» **Task to carry out**:
Format the items below, from their first line through the line containing "[0,160,266,200]", as a JSON list of strings with one string per line, omitting any blank lines.

» **Task data**:
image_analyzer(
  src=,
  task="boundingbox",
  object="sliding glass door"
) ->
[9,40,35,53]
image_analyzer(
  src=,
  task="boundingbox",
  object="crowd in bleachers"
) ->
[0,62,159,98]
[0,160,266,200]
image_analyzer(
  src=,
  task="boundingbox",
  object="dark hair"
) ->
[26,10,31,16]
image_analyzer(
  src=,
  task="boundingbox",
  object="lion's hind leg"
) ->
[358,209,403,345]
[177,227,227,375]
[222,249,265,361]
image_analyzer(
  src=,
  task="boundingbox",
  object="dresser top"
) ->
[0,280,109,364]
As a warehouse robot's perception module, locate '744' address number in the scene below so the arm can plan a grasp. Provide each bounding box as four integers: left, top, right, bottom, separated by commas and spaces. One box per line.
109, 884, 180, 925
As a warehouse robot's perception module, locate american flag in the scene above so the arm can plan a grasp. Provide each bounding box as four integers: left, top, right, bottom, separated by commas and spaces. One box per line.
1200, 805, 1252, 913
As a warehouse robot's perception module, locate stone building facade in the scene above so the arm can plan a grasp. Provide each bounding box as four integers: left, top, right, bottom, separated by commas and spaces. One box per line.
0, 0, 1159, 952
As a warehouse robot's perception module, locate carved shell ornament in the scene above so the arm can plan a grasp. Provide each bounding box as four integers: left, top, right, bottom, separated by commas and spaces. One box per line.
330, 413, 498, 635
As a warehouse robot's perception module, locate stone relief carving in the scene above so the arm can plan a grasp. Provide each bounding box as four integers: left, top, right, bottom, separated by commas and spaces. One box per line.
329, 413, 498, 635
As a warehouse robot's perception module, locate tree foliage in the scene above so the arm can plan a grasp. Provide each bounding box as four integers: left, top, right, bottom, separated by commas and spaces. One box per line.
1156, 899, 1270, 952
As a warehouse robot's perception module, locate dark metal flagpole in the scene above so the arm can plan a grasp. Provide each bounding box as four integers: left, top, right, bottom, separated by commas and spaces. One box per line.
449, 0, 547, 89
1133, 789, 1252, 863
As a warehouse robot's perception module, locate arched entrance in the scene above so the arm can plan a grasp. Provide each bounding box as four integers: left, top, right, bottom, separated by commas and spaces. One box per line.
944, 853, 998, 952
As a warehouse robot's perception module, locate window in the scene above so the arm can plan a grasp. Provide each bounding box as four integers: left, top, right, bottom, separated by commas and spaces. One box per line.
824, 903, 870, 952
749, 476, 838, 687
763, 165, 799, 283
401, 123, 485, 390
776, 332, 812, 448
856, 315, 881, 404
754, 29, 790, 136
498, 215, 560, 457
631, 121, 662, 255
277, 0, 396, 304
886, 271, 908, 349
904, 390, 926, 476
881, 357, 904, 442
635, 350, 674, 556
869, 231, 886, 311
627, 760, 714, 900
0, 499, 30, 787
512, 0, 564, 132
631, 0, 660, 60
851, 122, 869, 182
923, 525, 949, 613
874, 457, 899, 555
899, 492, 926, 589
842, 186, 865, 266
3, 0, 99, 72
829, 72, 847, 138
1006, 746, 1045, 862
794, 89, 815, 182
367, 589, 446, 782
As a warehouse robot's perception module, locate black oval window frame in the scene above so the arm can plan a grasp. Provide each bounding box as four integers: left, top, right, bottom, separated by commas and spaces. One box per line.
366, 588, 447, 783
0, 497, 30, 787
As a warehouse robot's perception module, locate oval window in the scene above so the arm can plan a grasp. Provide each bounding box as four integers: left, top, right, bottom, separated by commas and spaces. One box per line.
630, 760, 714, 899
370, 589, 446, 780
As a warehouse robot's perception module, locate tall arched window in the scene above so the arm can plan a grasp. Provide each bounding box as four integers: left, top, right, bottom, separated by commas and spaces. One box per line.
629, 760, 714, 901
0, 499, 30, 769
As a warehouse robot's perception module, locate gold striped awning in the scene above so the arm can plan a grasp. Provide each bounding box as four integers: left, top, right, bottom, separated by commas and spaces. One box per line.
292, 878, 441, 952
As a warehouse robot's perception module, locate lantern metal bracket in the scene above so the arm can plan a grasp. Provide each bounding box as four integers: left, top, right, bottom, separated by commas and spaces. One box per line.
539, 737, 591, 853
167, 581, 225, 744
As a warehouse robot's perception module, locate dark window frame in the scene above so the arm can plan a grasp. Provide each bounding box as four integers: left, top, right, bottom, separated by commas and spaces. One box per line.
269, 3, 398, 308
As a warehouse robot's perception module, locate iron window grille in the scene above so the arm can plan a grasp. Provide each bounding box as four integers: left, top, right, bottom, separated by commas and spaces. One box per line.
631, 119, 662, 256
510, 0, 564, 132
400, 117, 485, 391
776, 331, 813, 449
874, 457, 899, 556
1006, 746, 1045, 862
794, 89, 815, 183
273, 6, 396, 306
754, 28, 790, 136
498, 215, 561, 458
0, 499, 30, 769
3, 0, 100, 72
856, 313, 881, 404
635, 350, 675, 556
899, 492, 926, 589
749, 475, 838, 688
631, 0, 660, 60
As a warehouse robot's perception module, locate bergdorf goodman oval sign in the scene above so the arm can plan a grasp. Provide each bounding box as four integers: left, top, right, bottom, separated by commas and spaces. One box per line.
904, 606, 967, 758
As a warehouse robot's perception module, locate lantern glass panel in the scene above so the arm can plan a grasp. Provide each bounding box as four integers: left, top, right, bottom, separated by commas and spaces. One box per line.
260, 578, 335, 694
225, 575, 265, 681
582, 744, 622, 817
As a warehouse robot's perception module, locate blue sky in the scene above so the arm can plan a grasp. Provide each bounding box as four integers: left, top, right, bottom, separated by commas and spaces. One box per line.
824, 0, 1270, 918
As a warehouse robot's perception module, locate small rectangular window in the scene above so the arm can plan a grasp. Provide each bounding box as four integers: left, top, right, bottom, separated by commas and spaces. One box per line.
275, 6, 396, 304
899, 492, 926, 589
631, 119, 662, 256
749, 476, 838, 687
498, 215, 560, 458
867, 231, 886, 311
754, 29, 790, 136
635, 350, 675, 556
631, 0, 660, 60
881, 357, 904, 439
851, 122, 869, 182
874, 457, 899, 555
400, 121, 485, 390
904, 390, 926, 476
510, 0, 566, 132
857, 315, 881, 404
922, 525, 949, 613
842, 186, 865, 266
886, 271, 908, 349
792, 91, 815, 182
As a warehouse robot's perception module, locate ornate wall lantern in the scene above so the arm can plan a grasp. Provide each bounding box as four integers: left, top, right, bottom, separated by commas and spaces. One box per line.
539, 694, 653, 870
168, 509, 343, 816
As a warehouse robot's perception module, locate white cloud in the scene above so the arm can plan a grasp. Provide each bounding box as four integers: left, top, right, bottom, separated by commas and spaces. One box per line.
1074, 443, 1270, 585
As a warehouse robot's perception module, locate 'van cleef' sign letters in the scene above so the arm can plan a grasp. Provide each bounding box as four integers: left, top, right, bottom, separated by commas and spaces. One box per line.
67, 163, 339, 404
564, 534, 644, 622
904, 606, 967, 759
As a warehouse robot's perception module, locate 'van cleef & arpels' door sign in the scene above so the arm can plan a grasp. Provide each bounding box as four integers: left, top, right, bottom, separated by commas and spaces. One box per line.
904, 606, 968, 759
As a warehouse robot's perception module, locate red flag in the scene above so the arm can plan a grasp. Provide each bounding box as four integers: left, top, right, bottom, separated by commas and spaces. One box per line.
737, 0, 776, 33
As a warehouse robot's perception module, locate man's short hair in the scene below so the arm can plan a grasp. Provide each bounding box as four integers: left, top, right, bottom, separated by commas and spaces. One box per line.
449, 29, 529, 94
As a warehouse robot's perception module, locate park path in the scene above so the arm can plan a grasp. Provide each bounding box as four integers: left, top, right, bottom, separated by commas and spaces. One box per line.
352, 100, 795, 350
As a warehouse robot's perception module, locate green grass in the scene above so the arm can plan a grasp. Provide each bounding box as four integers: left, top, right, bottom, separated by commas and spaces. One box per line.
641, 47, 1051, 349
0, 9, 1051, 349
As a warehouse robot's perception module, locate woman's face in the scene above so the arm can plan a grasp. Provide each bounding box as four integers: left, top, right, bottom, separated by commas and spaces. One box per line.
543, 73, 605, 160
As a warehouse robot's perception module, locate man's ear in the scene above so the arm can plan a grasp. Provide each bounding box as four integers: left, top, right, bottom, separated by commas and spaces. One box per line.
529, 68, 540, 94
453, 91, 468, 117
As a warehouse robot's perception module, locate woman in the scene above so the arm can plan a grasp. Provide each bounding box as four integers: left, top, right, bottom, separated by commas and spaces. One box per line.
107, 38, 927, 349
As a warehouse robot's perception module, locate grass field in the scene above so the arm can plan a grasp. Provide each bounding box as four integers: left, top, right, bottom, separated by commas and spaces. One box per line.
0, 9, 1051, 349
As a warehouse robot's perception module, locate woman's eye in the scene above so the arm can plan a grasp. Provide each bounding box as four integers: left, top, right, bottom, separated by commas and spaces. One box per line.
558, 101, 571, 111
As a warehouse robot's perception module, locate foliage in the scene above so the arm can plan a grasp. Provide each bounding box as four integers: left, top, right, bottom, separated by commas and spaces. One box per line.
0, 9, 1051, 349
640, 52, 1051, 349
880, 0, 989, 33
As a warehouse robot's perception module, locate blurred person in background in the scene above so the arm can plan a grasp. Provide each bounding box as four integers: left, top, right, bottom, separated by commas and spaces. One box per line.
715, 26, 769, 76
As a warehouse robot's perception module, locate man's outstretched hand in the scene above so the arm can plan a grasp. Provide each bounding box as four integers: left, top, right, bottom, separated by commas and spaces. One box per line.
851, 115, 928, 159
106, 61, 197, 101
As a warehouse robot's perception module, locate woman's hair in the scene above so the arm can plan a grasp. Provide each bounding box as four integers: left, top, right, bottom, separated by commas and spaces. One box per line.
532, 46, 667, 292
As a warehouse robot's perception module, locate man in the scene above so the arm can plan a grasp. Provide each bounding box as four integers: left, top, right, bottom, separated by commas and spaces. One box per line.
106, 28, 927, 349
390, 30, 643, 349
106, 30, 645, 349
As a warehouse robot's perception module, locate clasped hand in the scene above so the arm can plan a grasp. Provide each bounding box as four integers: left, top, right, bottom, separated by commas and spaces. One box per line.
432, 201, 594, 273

» **Exercise response**:
[
  "image_analyzer(",
  "  src=,",
  "  task=\"boundingbox\",",
  "  object=\"sliding glass door\"",
  ") ->",
  "[9,40,35,53]",
  "image_analyzer(",
  "  src=,",
  "  task=\"boundingbox\",",
  "  object=\"crowd in bleachers\"",
  ") ->",
  "[0,62,159,98]",
  "[0,160,266,200]"
]